==== THE DATA
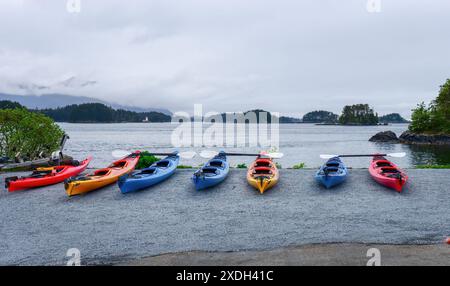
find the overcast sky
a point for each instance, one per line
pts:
(286, 56)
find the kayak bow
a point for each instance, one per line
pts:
(46, 176)
(102, 177)
(212, 173)
(262, 173)
(332, 173)
(156, 173)
(387, 173)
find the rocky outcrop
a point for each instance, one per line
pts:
(385, 136)
(408, 137)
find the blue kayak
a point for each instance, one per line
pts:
(156, 173)
(212, 173)
(332, 173)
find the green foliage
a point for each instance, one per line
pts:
(299, 166)
(6, 104)
(320, 116)
(420, 119)
(392, 118)
(433, 167)
(97, 112)
(27, 132)
(184, 167)
(436, 117)
(358, 114)
(145, 160)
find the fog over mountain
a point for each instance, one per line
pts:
(229, 55)
(60, 100)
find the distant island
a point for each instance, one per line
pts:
(359, 114)
(320, 116)
(392, 118)
(429, 124)
(92, 113)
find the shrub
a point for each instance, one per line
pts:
(146, 159)
(29, 133)
(299, 166)
(184, 167)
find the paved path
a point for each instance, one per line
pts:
(39, 226)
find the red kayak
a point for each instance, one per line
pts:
(387, 173)
(46, 176)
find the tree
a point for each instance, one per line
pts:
(29, 133)
(320, 116)
(436, 117)
(392, 118)
(358, 114)
(6, 104)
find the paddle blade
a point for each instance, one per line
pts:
(187, 155)
(326, 156)
(397, 155)
(120, 153)
(208, 154)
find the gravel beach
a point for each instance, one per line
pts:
(40, 225)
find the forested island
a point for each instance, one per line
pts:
(92, 113)
(320, 116)
(392, 118)
(359, 114)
========
Give every entry again word for word; no images belong in the copy.

> **ANSWER BOX**:
find the overcast sky
a point for each instance, one per line
pts:
(286, 56)
find the kayak bow
a point for each instance, one per line
pts:
(46, 176)
(102, 177)
(212, 173)
(262, 173)
(332, 173)
(156, 173)
(387, 173)
find the rocky outcrop
a point for each instance, one per line
pts:
(385, 136)
(408, 137)
find the blue kayak
a point for each instance, one per line
pts:
(156, 173)
(212, 173)
(332, 173)
find the green foliage
a point for each instance, one per line
pts:
(299, 166)
(6, 104)
(320, 116)
(420, 119)
(392, 118)
(433, 167)
(97, 112)
(27, 132)
(184, 167)
(436, 117)
(358, 114)
(145, 160)
find the fog over mountain
a point for each instance, one per line
pts:
(229, 55)
(60, 100)
find the distant island
a point for each instance, one per line
pts:
(359, 114)
(320, 116)
(392, 118)
(429, 124)
(92, 113)
find the shrub
a point for each instance, one per line
pts:
(146, 159)
(29, 133)
(299, 166)
(184, 167)
find the paved path
a point for each instance, one per line
pts:
(39, 226)
find the red kayak
a point for each instance, one per line
pts:
(387, 173)
(46, 176)
find the tree
a point for each instance, one per line
pts:
(29, 133)
(320, 116)
(436, 117)
(392, 118)
(358, 114)
(6, 104)
find the paddle blade
a point for each instance, one per line
pts:
(187, 155)
(326, 156)
(397, 155)
(120, 153)
(208, 154)
find the gravel beach
a point for each instance, one per line
pts:
(40, 225)
find the forested island
a point for each instance, one per line
pts:
(92, 113)
(320, 116)
(392, 118)
(359, 114)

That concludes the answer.